(Location labeling records)

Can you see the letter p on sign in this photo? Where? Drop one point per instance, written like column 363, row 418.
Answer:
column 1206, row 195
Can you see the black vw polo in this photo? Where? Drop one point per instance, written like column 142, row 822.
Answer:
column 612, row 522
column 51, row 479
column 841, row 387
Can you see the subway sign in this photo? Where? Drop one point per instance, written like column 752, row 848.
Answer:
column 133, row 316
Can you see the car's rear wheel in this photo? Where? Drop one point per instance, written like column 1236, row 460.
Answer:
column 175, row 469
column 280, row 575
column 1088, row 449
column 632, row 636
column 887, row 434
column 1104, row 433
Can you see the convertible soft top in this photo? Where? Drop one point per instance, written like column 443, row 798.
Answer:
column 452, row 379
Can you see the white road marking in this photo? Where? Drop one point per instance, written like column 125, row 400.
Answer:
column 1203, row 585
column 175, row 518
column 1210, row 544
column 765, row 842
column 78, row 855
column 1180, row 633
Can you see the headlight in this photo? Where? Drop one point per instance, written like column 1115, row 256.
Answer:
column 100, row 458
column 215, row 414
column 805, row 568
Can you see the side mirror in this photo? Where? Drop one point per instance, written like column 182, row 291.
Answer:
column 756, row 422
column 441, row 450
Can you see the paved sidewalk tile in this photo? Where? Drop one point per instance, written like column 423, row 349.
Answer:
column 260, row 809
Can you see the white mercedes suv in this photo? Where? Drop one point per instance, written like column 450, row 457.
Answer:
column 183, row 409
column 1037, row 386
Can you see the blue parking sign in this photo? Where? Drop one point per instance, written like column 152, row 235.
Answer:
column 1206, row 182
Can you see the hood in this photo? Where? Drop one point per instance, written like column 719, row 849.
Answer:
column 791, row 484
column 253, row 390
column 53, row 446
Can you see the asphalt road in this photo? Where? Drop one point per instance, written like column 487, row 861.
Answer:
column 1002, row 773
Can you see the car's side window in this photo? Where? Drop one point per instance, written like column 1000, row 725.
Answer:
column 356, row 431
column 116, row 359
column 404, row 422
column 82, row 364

YOUR TASK = Please reproduce the listing above in full, swapping every "written like" for "formatted like" and changing nothing else.

RESPONSE TO THIS EXERCISE =
Can you see the letter p on sign in this photo? Where? Drop one point per instance, formatted like column 363, row 418.
Answer:
column 1206, row 195
Can you see the black vw polo in this photo? Where? Drop one point per instance, formatted like column 142, row 822.
Answer:
column 612, row 522
column 51, row 479
column 841, row 387
Can you see the subway sign in this photo? Where? Drop one point per instance, formatted like column 752, row 848.
Answer:
column 133, row 316
Can you see the car's rear wheel in this photo? Where? Drop one point per instance, formatted like column 1236, row 460.
Answer:
column 175, row 469
column 280, row 575
column 1088, row 449
column 632, row 636
column 887, row 434
column 1104, row 433
Can you see the convertible soft top in this photo? Where? Drop one point per instance, formatted like column 443, row 798.
Answer:
column 452, row 379
Can you see the white road marking in this photo? Where? Drop one point per instance, formatted like column 125, row 400.
Answer:
column 1203, row 585
column 175, row 518
column 1210, row 544
column 765, row 842
column 78, row 855
column 1180, row 633
Can you see the headlight in this photo? Where? Drop one point per instance, formatted like column 1115, row 256.
Answer:
column 100, row 458
column 215, row 414
column 805, row 568
Can you see the side mirror in this photo? Where? Drop one point per instance, formatted like column 182, row 291.
Answer:
column 756, row 422
column 441, row 450
Can you see the paved sidewalk tile in this photo? Where? Drop one point per instance, formatted like column 423, row 349.
Answer:
column 260, row 809
Can you see the white mercedes suv in this photo? Where? Drop one point per instance, formatted like column 450, row 457.
Answer:
column 183, row 409
column 1037, row 386
Can you see the blue parking sign in this photo? Where? Drop one point per instance, formatted like column 152, row 235.
Answer:
column 1206, row 182
Can you see the hood in this photo? Where? Drop one point per instance, formatted like column 719, row 849.
Answer:
column 791, row 484
column 253, row 390
column 53, row 446
Can you see the asphalt road in this photo? Where? Drop one point per instance, formatted like column 487, row 861.
Answer:
column 1002, row 773
Can you see the car's side window in this photo? Where? Drop one point per instance, formatted like column 1000, row 725.
Answer:
column 356, row 431
column 116, row 359
column 404, row 422
column 82, row 364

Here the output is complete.